Exercise aim =
Copy the data from the line containing "Please mark the strawberry stem" down through the end, substituting "cloth" for "towel" and keeping everything else unchanged.

(Pointing dataset excerpts)
┌────────

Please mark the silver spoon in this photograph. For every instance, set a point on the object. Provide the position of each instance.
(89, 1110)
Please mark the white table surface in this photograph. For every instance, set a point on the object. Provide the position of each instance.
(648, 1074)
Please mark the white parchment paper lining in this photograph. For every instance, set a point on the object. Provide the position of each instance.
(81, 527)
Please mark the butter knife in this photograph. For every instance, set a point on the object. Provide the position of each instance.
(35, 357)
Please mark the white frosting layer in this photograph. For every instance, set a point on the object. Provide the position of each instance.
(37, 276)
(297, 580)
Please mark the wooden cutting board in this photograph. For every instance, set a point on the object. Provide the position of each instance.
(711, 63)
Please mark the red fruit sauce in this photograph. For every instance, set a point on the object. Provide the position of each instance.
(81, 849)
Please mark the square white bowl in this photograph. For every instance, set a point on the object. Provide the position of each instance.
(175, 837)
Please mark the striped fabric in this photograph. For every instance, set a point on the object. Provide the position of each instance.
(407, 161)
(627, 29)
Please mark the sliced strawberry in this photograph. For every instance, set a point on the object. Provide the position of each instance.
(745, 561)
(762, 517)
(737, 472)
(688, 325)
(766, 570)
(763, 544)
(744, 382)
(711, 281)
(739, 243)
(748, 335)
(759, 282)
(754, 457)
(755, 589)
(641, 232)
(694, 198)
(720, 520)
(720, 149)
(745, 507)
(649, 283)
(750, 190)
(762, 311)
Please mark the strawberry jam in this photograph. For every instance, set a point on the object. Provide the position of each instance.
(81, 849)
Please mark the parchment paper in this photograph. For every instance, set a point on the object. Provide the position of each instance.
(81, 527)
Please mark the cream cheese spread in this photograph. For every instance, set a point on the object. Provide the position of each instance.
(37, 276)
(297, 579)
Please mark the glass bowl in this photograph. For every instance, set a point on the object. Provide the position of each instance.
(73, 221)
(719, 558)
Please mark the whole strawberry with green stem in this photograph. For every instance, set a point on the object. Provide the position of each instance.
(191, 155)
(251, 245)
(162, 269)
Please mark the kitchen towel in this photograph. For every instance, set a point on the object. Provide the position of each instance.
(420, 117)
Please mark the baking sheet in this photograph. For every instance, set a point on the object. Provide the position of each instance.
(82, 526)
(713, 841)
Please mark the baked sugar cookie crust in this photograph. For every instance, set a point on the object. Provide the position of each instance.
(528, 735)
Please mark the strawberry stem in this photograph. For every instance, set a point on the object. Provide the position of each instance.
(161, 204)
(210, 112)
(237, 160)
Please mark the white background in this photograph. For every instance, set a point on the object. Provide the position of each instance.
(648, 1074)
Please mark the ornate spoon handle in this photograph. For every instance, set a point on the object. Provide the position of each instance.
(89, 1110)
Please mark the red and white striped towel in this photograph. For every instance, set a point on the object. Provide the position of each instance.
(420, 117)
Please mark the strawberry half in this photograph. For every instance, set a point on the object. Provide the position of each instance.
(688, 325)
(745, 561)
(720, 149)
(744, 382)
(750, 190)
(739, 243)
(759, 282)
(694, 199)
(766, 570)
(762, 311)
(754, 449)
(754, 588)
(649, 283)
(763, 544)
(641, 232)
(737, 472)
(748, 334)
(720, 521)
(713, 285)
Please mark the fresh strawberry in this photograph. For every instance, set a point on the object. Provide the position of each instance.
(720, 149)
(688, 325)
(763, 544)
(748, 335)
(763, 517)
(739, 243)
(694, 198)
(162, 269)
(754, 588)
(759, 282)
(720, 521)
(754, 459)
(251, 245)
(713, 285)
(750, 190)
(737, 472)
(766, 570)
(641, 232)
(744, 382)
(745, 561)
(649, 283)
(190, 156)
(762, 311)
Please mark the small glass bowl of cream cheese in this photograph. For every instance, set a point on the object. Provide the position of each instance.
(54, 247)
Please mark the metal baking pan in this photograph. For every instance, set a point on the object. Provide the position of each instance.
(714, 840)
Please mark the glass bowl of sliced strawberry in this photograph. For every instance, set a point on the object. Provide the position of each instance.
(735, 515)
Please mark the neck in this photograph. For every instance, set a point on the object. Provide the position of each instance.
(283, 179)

└────────

Complete response =
Please mark the strawberry stem in this photograph. For every instance, set a point on the object. Provide the position of each instance.
(161, 204)
(210, 112)
(237, 160)
Please mark the white background in this photograph. For every instance, set a point on the object. Provide the position of each instance.
(648, 1074)
Please mark the ornate spoon handle in this photograph. For every instance, set a point on the object. Provide the position of each instance.
(89, 1110)
Please mark the red and white striped cloth in this photograph. For every instance, set a point on the object. Provide the position of each instance.
(420, 117)
Please mark the strawberry half in this photograph. For every instance, set a point on the object. Provide the position of each instance.
(688, 325)
(745, 561)
(720, 149)
(744, 382)
(750, 190)
(739, 243)
(759, 282)
(694, 199)
(766, 570)
(762, 311)
(754, 449)
(754, 588)
(649, 283)
(763, 544)
(641, 232)
(737, 472)
(748, 334)
(720, 521)
(713, 285)
Please mark the fresh strawberry in this photograph. For every instance, set a point on the object. Provide the position of each instance.
(720, 149)
(688, 325)
(763, 544)
(748, 335)
(763, 517)
(739, 243)
(694, 198)
(162, 269)
(754, 588)
(759, 282)
(720, 521)
(754, 459)
(251, 245)
(713, 285)
(750, 190)
(737, 472)
(766, 570)
(641, 232)
(744, 382)
(745, 561)
(649, 283)
(190, 156)
(762, 311)
Please mark the small glass bowl of cream cheese in this photograph. For every instance, set a point on the object. Provide the position of each instance.
(54, 247)
Please mark the metal baking pan in this photograph. For every instance, set a point on the object. Provide the position of each instance.
(714, 840)
Please mark the glass bowl of sliced strawberry in this photograph. For every instance, set a point on the object. Provide the position of each instance.
(735, 515)
Please mark the neck in this photograph. For every instance, set a point on the object. Provide the position of each instance.
(283, 179)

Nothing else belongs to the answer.